[[ SUPPLIED PASSAGE, beginning ]]

Crime

Lawyers for only woman on federal death row catch COVID after visit to Fort Worth prison

Two attorneys representing the only woman in the country with a federal death sentence likely caught COVID-19 from the Fort Worth prison where the woman is being held, according to a motion filed by the woman’s legal team on Thursday.

Lisa Montgomery is scheduled to be executed on Dec. 8 and is currently awaiting transfer at FMC Carswell. Montgomery was convicted in 2007 of killing an eight-months pregnant woman in Missouri and cutting her unborn child from her womb. Various advocacy groups are fighting for clemency for Montgomery, who has a history of severe mental illness and extreme sexual abuse.

Montgomery’s attorneys filed for the emergency injunction on her death sentence after two of her lawyers tested positive for COVID-19. The motion says that unless the court issues a restraining order, “Mrs. Montgomery will suffer irreparable injury, for she will be deprived of any meaningful opportunity for review of her clemency request.”

[[ SUPPLIED PASSAGE, end ]]
[[ RECORDS, beginning ]]

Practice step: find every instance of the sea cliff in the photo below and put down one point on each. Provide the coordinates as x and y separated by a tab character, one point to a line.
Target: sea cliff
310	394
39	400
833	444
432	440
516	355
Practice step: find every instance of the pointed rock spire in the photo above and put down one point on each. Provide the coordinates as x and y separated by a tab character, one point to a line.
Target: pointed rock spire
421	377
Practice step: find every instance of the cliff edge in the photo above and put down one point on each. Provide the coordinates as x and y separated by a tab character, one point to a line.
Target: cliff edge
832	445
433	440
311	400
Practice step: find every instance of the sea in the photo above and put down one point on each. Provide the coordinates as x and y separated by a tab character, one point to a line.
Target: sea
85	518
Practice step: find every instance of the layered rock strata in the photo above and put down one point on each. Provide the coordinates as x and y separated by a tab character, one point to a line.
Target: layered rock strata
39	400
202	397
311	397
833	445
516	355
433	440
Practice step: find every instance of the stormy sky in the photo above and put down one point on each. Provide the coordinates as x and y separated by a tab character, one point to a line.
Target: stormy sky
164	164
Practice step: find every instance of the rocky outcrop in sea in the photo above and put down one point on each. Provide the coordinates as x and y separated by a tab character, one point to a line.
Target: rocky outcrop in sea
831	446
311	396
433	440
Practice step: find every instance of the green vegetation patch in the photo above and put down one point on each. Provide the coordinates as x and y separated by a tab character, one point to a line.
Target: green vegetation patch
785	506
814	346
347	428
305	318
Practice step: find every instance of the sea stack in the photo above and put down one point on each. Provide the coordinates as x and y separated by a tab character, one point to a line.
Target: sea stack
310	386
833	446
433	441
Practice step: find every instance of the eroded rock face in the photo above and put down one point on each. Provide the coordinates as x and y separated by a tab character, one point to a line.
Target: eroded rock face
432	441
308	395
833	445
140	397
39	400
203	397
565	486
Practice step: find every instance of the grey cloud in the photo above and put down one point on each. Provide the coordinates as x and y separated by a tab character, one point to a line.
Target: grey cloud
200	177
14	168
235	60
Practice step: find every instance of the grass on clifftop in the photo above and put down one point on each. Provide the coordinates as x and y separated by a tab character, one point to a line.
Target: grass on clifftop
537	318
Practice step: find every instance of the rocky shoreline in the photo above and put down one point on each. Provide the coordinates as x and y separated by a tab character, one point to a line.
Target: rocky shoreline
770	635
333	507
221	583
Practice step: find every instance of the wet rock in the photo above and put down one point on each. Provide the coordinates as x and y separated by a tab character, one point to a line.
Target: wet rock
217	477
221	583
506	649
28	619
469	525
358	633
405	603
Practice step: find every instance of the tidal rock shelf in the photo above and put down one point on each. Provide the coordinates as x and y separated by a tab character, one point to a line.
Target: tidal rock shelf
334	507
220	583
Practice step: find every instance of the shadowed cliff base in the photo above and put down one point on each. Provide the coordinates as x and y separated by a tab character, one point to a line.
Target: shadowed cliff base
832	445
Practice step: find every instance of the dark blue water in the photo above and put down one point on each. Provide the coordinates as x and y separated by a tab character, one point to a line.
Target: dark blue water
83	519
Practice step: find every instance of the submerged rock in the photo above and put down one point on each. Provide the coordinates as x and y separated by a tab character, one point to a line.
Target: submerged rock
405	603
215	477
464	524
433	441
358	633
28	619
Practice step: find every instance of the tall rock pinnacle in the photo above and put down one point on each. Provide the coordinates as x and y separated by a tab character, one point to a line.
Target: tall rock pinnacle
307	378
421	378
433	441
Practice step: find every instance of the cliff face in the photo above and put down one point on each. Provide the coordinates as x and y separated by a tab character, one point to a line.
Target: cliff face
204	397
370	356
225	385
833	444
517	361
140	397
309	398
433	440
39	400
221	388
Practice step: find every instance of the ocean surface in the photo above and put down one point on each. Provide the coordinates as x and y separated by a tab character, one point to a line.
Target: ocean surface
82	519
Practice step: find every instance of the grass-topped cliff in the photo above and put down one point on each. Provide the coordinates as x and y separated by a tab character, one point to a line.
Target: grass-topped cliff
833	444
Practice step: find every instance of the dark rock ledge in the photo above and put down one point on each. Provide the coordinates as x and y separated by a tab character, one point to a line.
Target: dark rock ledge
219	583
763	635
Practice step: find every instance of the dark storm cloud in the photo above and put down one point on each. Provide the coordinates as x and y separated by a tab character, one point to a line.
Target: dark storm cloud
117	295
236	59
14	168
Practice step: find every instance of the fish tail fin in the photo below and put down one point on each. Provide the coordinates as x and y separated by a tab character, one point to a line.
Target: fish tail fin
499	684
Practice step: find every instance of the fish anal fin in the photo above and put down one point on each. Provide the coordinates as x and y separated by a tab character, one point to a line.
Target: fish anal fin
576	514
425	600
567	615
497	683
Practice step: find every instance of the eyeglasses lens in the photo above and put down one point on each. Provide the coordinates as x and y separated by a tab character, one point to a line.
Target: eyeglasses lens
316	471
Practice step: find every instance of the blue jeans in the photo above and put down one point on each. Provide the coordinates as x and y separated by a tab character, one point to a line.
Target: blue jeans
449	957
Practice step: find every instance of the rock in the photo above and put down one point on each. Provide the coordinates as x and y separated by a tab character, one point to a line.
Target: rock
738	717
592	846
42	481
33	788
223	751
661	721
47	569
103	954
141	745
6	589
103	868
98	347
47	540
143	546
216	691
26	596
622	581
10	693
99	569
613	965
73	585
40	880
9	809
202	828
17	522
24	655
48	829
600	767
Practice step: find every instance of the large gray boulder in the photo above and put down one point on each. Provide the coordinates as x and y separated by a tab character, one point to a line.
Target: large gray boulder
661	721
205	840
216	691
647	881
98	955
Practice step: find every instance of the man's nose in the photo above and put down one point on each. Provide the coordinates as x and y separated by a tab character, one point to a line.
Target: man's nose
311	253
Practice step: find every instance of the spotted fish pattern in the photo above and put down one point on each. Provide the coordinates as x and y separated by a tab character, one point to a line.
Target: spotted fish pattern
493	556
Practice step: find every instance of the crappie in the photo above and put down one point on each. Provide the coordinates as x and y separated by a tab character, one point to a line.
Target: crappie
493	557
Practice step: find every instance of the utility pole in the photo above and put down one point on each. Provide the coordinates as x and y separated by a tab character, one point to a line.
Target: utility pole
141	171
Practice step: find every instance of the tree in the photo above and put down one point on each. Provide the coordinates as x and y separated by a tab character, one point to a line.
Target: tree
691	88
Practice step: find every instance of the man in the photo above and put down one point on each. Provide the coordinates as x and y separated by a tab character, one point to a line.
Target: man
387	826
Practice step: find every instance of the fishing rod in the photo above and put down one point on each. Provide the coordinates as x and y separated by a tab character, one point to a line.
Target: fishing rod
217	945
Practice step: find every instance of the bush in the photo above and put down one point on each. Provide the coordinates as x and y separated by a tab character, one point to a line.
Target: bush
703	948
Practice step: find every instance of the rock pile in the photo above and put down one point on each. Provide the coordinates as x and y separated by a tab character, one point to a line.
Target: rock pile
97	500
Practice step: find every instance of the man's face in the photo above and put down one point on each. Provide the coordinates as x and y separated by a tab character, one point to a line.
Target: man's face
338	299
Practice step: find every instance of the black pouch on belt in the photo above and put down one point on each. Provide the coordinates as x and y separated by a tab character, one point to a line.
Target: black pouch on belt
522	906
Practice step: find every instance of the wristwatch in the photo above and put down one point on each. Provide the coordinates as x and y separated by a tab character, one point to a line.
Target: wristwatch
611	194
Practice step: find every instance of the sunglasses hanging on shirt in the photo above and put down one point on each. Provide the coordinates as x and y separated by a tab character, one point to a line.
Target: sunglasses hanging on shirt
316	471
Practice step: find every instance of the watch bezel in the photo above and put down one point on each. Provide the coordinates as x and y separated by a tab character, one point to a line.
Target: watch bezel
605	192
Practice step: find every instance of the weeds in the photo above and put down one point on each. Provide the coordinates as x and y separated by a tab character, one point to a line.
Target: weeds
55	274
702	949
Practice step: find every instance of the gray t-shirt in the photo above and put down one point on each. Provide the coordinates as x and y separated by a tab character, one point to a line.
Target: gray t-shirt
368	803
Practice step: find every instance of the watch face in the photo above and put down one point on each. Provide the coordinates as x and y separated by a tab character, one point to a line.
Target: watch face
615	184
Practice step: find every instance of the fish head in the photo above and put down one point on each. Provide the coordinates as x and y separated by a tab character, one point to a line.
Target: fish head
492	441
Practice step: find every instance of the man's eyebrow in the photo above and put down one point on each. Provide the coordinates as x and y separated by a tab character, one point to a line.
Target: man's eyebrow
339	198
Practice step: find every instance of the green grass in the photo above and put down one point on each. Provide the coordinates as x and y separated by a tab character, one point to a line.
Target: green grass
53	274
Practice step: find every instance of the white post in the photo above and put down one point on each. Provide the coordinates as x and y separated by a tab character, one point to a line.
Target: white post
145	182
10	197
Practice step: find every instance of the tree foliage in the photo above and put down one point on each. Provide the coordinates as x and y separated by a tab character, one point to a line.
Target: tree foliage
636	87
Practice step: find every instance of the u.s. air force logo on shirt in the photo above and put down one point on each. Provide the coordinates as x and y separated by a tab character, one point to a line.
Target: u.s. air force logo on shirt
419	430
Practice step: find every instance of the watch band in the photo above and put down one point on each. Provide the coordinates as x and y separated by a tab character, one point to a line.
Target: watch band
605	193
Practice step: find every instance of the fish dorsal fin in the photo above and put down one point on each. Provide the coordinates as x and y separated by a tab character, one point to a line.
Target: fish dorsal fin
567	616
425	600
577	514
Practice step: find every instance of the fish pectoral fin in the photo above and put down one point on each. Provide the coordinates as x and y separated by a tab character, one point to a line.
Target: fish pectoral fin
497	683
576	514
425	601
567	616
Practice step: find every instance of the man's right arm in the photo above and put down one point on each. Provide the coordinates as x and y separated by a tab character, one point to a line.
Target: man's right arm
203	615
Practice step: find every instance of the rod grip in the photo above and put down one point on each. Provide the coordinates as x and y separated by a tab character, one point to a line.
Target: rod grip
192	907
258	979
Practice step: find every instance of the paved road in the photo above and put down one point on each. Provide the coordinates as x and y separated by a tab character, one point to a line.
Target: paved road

[[ RECORDS, end ]]

THE TASK:
In two sentences, what does the news item above about the lawyers for the only woman on federal death row report?

RESULT BELOW:
Two attorneys for Lisa Montgomery, the only woman in the country with a federal death sentence, likely caught COVID-19 from the Fort Worth prison where she is held, and after they tested positive her legal team filed a motion for an emergency injunction on her death sentence. Montgomery, who was convicted in 2007 of killing an eight-months pregnant woman in Missouri and cutting the unborn child from her womb, is scheduled to be executed on Dec. 8, and the motion argues that without a restraining order she will be deprived of any meaningful opportunity for review of her clemency request.